** MATERIAL PROVIDED follows **

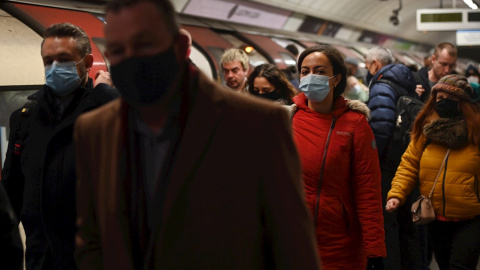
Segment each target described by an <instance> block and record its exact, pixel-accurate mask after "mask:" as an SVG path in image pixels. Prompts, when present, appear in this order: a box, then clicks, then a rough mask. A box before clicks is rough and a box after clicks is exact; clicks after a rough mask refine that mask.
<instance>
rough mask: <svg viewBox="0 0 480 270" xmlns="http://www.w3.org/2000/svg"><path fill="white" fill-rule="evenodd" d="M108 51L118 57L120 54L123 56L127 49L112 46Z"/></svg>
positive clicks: (111, 53)
mask: <svg viewBox="0 0 480 270" xmlns="http://www.w3.org/2000/svg"><path fill="white" fill-rule="evenodd" d="M108 52H109V54H110V55H111V56H117V57H118V56H121V55H122V54H123V53H124V52H125V50H124V49H123V48H112V49H109V50H108Z"/></svg>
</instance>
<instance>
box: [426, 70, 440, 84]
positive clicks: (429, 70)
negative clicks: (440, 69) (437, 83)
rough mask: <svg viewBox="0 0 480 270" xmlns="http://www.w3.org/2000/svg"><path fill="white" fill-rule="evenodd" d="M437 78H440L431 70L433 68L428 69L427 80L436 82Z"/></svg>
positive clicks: (438, 79) (437, 81)
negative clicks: (427, 79) (429, 69)
mask: <svg viewBox="0 0 480 270" xmlns="http://www.w3.org/2000/svg"><path fill="white" fill-rule="evenodd" d="M439 79H440V78H437V76H435V73H434V72H433V69H430V70H429V71H428V80H429V81H431V82H434V83H437V82H438V80H439Z"/></svg>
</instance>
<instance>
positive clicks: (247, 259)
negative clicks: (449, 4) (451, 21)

** End of MATERIAL PROVIDED **

Convert the items above into a JSON list of strings with one string per line, skipping blank lines and leaving out the pictures.

[
  "Segment each target described by an <instance> block and record its exact, pixel-accurate mask after \"mask:\" as an SVG path in image pixels. Prompts, when present, appear in this order: a box, then clicks, then a rough mask. A box before clicks is rough and a box after clicks is exact; clicks after a rough mask refine that mask.",
  "<instance>",
  "rough mask: <svg viewBox=\"0 0 480 270\" xmlns=\"http://www.w3.org/2000/svg\"><path fill=\"white\" fill-rule=\"evenodd\" d=\"M108 51L118 57L120 54L123 56L127 49L112 46Z\"/></svg>",
  "positive clicks: (111, 53)",
  "mask: <svg viewBox=\"0 0 480 270\" xmlns=\"http://www.w3.org/2000/svg\"><path fill=\"white\" fill-rule=\"evenodd\" d=\"M108 52H109V54H110V55H111V56H117V57H118V56H121V55H122V54H123V53H124V52H125V50H124V49H123V48H112V49H109V50H108Z\"/></svg>",
  "</instance>",
  "<instance>",
  "box: [426, 70, 440, 84]",
  "positive clicks: (429, 70)",
  "negative clicks: (440, 69) (437, 83)",
  "rough mask: <svg viewBox=\"0 0 480 270\" xmlns=\"http://www.w3.org/2000/svg\"><path fill=\"white\" fill-rule=\"evenodd\" d=\"M437 78H440L431 70L433 68L428 69L427 80L436 82Z\"/></svg>",
  "positive clicks: (438, 79) (437, 81)",
  "negative clicks: (427, 79) (429, 69)",
  "mask: <svg viewBox=\"0 0 480 270\" xmlns=\"http://www.w3.org/2000/svg\"><path fill=\"white\" fill-rule=\"evenodd\" d=\"M439 79H440V78H437V76H435V73H434V72H433V69H430V70H429V71H428V80H429V81H431V82H434V83H437V82H438V80H439Z\"/></svg>",
  "</instance>",
  "<instance>",
  "positive clicks: (247, 259)",
  "negative clicks: (449, 4) (451, 21)"
]